- PROBLEM TO WORK ON
Copy out the data from the line containing "ceiling fan in" through the end of the data, with the requests included. Shift every answer coordinate by -15, keep the request sample coordinates unchanged, and leave the pictures out.

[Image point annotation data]
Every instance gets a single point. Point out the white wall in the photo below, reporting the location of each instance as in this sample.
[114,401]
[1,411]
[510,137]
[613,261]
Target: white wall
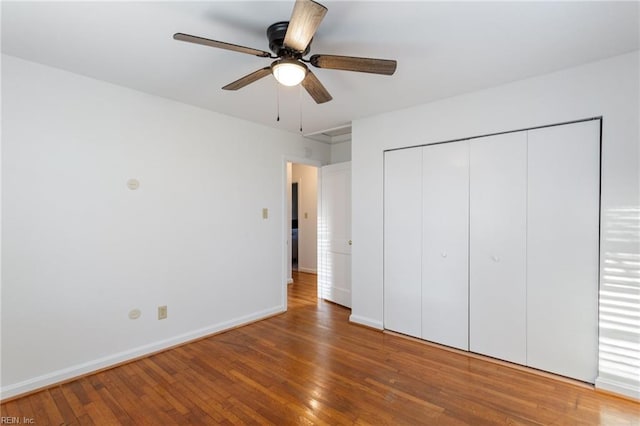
[341,152]
[307,178]
[80,250]
[607,88]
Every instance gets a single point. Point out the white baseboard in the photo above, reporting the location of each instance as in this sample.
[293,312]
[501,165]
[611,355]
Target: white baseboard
[366,321]
[88,367]
[620,388]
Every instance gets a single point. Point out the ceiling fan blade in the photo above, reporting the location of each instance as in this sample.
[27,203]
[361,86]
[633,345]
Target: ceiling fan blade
[305,20]
[352,63]
[248,79]
[317,91]
[220,45]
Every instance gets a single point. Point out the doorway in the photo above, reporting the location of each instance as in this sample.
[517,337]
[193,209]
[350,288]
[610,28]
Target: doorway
[294,226]
[302,211]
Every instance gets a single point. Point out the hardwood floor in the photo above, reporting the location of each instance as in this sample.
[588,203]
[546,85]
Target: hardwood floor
[310,366]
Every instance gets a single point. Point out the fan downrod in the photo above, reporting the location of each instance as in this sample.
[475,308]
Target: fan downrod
[276,33]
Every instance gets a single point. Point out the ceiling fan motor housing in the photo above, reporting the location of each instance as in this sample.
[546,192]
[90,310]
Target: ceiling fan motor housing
[276,33]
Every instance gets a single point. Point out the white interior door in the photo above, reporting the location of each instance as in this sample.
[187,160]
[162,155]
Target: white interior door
[403,241]
[445,241]
[562,249]
[334,234]
[498,203]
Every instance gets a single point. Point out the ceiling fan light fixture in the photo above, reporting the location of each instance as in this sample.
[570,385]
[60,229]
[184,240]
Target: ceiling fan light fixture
[289,72]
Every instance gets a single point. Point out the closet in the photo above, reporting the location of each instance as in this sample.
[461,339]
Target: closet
[491,245]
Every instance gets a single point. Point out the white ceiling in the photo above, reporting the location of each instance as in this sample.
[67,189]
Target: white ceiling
[442,48]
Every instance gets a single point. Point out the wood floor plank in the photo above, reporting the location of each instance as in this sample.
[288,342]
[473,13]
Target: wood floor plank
[311,366]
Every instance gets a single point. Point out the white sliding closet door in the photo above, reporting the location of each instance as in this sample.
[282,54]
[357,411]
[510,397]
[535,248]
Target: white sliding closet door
[562,249]
[498,200]
[445,238]
[403,241]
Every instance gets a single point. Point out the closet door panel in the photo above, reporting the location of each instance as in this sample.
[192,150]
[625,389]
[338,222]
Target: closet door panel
[562,249]
[445,238]
[498,196]
[403,241]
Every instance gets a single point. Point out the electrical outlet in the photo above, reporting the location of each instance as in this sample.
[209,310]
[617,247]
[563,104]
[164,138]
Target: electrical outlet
[162,312]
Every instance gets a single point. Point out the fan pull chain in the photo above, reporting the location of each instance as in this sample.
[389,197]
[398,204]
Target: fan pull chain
[300,102]
[277,101]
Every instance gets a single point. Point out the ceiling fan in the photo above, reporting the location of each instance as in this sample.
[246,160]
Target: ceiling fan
[291,41]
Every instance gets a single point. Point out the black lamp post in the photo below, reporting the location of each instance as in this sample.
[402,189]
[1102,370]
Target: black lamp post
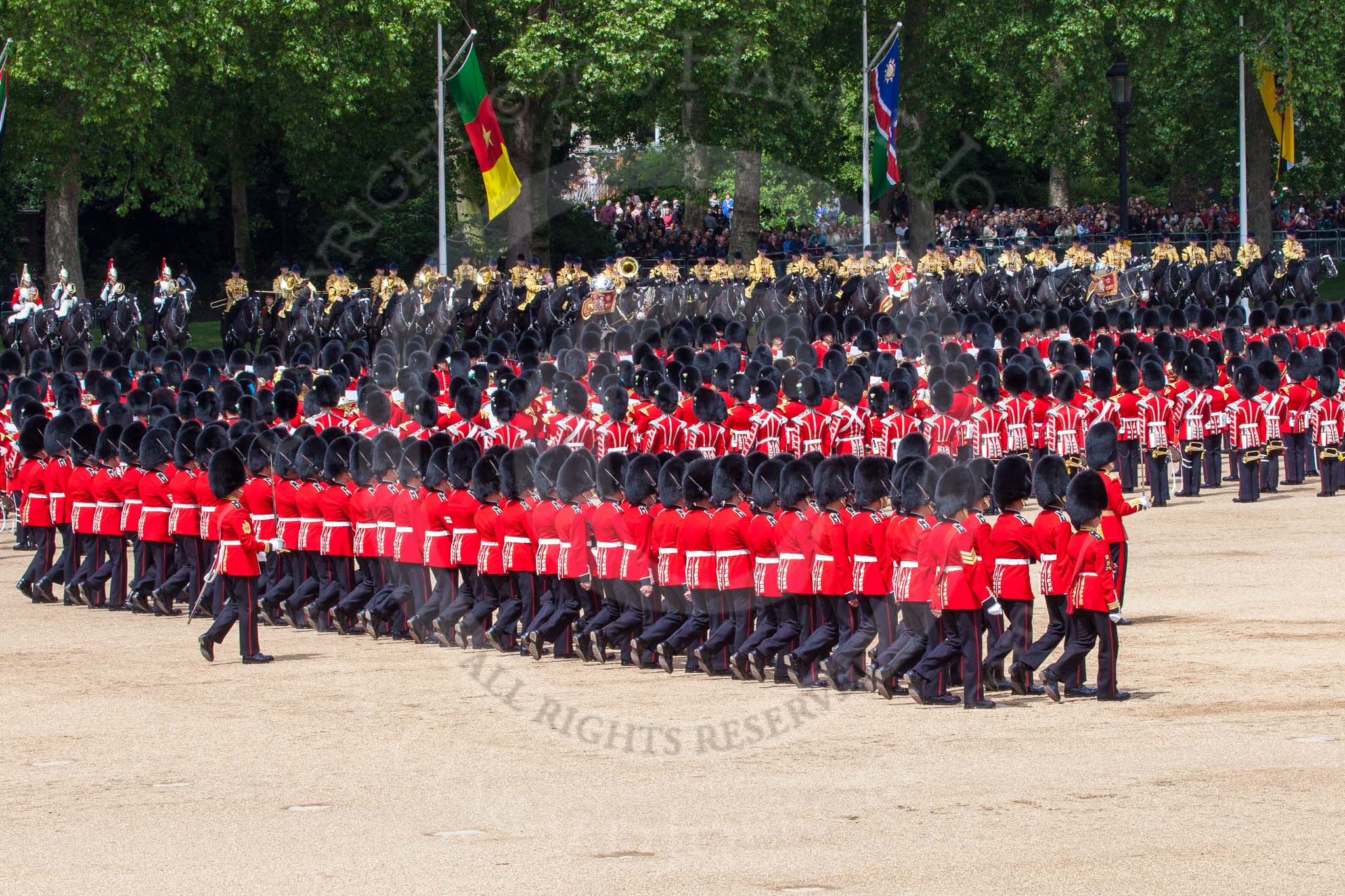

- SOLUTION
Every instance gets a single point. Point out the ceiling fan in the photo above, reporting the location of each instance as in this sample.
[246,160]
Target: ceiling fan
[276,26]
Every instance gets a single point. Point out the black lamp post in the photo below, reporting the location of each instance as in this sample.
[402,189]
[1102,370]
Target: black lamp post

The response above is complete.